Source data:
** Start **

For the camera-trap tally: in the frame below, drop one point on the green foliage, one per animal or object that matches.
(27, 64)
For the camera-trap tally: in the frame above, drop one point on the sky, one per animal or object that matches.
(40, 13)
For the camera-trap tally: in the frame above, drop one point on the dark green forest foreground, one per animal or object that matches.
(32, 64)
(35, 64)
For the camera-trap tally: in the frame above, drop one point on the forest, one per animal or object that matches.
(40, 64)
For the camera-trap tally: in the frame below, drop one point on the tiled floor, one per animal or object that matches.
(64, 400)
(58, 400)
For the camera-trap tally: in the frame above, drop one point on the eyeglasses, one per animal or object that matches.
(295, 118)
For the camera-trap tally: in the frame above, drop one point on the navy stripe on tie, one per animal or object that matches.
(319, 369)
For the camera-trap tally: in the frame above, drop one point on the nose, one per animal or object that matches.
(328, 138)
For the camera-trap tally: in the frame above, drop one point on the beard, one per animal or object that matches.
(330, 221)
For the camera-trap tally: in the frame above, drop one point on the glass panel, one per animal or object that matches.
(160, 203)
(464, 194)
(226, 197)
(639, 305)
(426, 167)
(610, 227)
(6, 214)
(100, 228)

** End **
** Start **

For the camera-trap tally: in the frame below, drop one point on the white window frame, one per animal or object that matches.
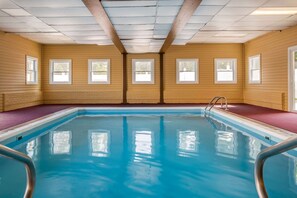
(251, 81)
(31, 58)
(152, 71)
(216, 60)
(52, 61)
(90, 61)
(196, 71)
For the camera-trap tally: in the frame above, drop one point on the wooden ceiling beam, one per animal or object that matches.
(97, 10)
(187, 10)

** End **

▶ _What the exercise asks_
Report each line of the items above that contains the word "forest", copying those lines in full. Match upper and lower case exactly.

▶ _Task response_
For the camera-trap tally: in the frame above, drop one point on the dark green forest foreground, one per animal or object that matches.
For the camera-trap tally: in the frame above, drop one point on the forest, one per animal or object that matches.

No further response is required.